* Aim of the exercise
Give back the full listing, exactly as it is.

* Source material
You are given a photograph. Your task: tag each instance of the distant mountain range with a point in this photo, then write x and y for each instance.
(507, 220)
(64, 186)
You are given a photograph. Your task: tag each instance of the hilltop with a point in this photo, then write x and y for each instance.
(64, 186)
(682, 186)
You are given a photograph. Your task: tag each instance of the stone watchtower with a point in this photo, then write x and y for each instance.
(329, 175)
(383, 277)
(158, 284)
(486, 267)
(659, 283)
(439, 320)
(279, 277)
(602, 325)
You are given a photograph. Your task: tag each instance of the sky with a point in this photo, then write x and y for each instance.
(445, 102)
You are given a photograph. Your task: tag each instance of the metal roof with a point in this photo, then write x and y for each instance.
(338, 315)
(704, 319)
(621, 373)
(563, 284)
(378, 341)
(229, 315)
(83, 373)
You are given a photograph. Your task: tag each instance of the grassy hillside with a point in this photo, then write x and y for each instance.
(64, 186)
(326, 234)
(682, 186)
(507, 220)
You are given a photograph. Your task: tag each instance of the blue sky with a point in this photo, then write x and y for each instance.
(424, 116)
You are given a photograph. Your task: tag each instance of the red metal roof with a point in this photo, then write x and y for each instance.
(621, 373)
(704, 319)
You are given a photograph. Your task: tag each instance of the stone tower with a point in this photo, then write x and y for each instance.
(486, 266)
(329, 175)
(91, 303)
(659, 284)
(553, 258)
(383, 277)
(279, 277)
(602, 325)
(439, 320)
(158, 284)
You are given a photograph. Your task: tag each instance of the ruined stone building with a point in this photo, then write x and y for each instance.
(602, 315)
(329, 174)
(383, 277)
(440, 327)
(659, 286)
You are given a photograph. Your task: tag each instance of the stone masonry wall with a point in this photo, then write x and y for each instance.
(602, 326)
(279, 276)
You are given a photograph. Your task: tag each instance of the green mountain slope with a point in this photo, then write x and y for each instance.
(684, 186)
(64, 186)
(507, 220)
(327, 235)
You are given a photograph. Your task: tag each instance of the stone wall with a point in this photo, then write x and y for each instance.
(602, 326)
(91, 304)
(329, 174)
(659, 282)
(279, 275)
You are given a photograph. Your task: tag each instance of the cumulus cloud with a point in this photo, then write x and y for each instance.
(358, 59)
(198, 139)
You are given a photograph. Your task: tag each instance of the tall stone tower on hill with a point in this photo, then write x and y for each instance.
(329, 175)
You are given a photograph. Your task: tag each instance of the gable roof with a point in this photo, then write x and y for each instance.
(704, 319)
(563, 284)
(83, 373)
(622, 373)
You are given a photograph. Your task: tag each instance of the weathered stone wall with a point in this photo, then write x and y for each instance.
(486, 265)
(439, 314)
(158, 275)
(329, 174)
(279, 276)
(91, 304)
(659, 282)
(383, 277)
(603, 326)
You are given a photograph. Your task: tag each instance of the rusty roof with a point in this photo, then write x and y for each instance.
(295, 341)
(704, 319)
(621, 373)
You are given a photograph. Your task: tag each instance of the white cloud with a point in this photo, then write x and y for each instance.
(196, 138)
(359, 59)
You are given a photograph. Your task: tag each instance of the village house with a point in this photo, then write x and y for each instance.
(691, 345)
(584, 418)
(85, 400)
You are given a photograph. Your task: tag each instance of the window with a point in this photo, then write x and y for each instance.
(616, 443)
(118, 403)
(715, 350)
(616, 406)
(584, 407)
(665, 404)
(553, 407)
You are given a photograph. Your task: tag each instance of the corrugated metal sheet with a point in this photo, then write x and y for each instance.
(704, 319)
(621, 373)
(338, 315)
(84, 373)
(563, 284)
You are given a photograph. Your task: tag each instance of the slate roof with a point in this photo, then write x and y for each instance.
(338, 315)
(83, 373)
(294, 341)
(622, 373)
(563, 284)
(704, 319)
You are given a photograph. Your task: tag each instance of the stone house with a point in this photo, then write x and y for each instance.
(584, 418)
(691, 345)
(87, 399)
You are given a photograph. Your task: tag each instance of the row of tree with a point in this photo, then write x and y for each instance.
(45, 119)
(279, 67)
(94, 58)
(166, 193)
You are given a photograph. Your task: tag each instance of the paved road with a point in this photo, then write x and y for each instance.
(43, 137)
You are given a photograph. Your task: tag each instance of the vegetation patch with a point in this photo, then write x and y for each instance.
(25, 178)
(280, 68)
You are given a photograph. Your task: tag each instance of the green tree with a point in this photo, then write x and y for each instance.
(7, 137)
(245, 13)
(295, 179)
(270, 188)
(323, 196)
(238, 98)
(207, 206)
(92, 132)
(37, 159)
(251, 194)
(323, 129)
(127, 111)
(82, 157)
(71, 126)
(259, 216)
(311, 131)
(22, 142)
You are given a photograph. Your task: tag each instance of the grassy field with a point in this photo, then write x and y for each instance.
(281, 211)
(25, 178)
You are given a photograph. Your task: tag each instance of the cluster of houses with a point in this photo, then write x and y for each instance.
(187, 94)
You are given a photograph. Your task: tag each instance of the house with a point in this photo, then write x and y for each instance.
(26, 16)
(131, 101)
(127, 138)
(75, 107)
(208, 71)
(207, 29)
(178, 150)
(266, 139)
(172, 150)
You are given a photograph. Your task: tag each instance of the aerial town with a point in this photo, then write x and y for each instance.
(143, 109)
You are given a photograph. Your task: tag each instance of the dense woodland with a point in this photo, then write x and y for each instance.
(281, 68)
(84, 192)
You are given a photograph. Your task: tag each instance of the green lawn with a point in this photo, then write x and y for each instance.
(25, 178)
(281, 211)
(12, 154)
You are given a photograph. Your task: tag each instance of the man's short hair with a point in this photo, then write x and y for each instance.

* Written answer
You are given a photograph. Your task: tag each instance of the distant mountain range with a point in this photo, then write x and y for each instance.
(507, 220)
(64, 186)
You are given a photograph. Your task: tag each instance of the hilltop with a point in this photo, then write x and y for each instance.
(64, 186)
(682, 186)
You are given a photograph. Your task: tag each instance of the stone watchtower with a point in this photo, then write x and y for each instance.
(329, 175)
(383, 277)
(158, 284)
(486, 267)
(659, 283)
(439, 320)
(279, 277)
(602, 325)
You are given a photograph. Your task: tag each instance of the sky with a point in this photo, then write x and y for each instance.
(445, 102)
You are given a photograph. Your task: tag each instance of the metal roof with a point in this photo, then write x and y for each instance.
(338, 315)
(704, 319)
(621, 373)
(563, 284)
(378, 341)
(229, 315)
(83, 373)
You are given a photograph. Your task: tag each instance of the grassy hillside with a point in this photo, then write x and y for each instance.
(64, 186)
(326, 234)
(682, 186)
(507, 220)
You are given a photograph. Your task: tag each instance of the blue sky with a point in this photo, then write x and y for each instance.
(424, 116)
You are given a photograph. Your task: tag each instance of the red metal roof with a point in this photo, then write x and y for each instance.
(621, 373)
(704, 319)
You are given a photograph. Your task: tag each instance of the stone tower with a point in this photo, then write x and y for each instance.
(486, 266)
(329, 175)
(91, 303)
(659, 284)
(553, 258)
(383, 277)
(279, 277)
(602, 325)
(439, 320)
(158, 284)
You are given a photograph. Your task: tag each instance of the ruined stone building with a point in this photo, then write x and y for each instance.
(602, 315)
(329, 174)
(383, 277)
(440, 327)
(659, 286)
You are given a photograph. Your task: tag each instance of the stone masonry wall with a point in this photo, then write x and y for each instance.
(602, 326)
(279, 276)
You are given a photograph. Your task: tag each instance of the green mountain slope with a point in this photo, then write x and y for each instance.
(684, 186)
(64, 186)
(507, 220)
(327, 235)
You are given a photograph. Your task: tag each instance of the stone wall with a point in this photo, then write x and y for each instance.
(602, 326)
(91, 304)
(329, 174)
(659, 282)
(279, 275)
You are given a photograph. Your task: tag each instance of the cumulus cloud with a point in this photo, then write x and y for each instance.
(358, 59)
(198, 139)
You are given a photograph. Your task: tag each instance of the tall stone tower on hill with a point in this photo, then write x and y for each instance.
(329, 175)
You are given a photograph. Your task: tag each instance of the gable roof with a point in this photo, then write x and y for each instance.
(704, 319)
(563, 284)
(83, 373)
(622, 373)
You are given a photograph. Your task: tag each instance of the weathered stone wall with a point in this photo, then write x and y for each instance.
(486, 265)
(439, 314)
(158, 275)
(329, 174)
(279, 276)
(91, 304)
(659, 282)
(383, 277)
(603, 326)
You are given a photograph. Your task: tag each instance of the rusty roof with a point in this photo, then write x and y for each instance.
(295, 341)
(704, 319)
(621, 373)
You are given a photograph. Your task: tag each instance of the white cloud with a point in this photo, then write x and y for each instance.
(196, 138)
(359, 59)
You are given a photograph. Your task: tag each instance of the village house with a point in this photo, then write x and y for each instance.
(691, 345)
(584, 418)
(85, 400)
You are given a photograph. Your task: tag each instance of the window with a point in this photo, then write x and y for each instance.
(616, 443)
(118, 403)
(715, 350)
(616, 406)
(584, 407)
(665, 404)
(553, 407)
You are given a photograph. Your task: tag each instance of the corrugated metal sheet with a point in this photo, then write x and y for each instance.
(704, 319)
(621, 373)
(338, 315)
(84, 373)
(563, 284)
You are given a photograph. Your task: tag each instance of the slate roof with a point in this photo, then write x and y for each instance.
(338, 315)
(83, 373)
(294, 341)
(622, 373)
(563, 284)
(704, 319)
You are given a photograph. Your task: tag each instance of the stone house with a point in this photo, then write x and y for each instance.
(584, 418)
(691, 345)
(87, 399)
You are given a photograph. Your task: tag each instance of the row of tree with a point in this photo, then write x and y for each instance.
(45, 119)
(279, 67)
(94, 58)
(166, 193)
You are given a photograph. Your task: tag each instance of the paved road with a point in this photo, then write x and y for each instance.
(43, 137)
You are given a photograph. Your task: tag each instance of the vegetation patch with a point in this photo, then write x and y for each instance.
(25, 178)
(280, 68)
You are given a photograph. Your task: tag each instance of the green tree with a point in this photo, then write x and y for each instance.
(7, 137)
(245, 13)
(295, 179)
(270, 188)
(323, 196)
(238, 98)
(207, 206)
(92, 132)
(37, 159)
(251, 194)
(323, 129)
(127, 111)
(82, 157)
(71, 126)
(259, 216)
(311, 131)
(22, 142)
You are given a photograph. Your task: tag each instance of the grassy field with a point in this photo, then write x and y for each instance.
(281, 211)
(25, 178)
You are given a photograph. Your task: tag each instance of the cluster of houses with a point in this photo, then write x and y for each instance.
(187, 94)
You are given a photograph. Your task: tag each instance of the house with a point in this photo, then write x and y for each instance.
(26, 16)
(131, 101)
(127, 138)
(75, 107)
(208, 71)
(207, 29)
(178, 150)
(266, 139)
(172, 150)
You are given a photograph. Your task: tag each instance of the aerial town with a point in this photo, then write x and y for each instance.
(143, 109)
You are given a photograph. Your task: tag each instance of the dense woodland with a point in this photo, then write x and y for each instance.
(281, 68)
(84, 192)
You are given a photograph. Your task: tag each instance of the green lawn with a point in this photo, then write x and y for each instance.
(25, 178)
(281, 211)
(12, 154)
You are given a photograph. Your task: tag each instance of the man's short hair with a point in this photo, then write x and y for each instance.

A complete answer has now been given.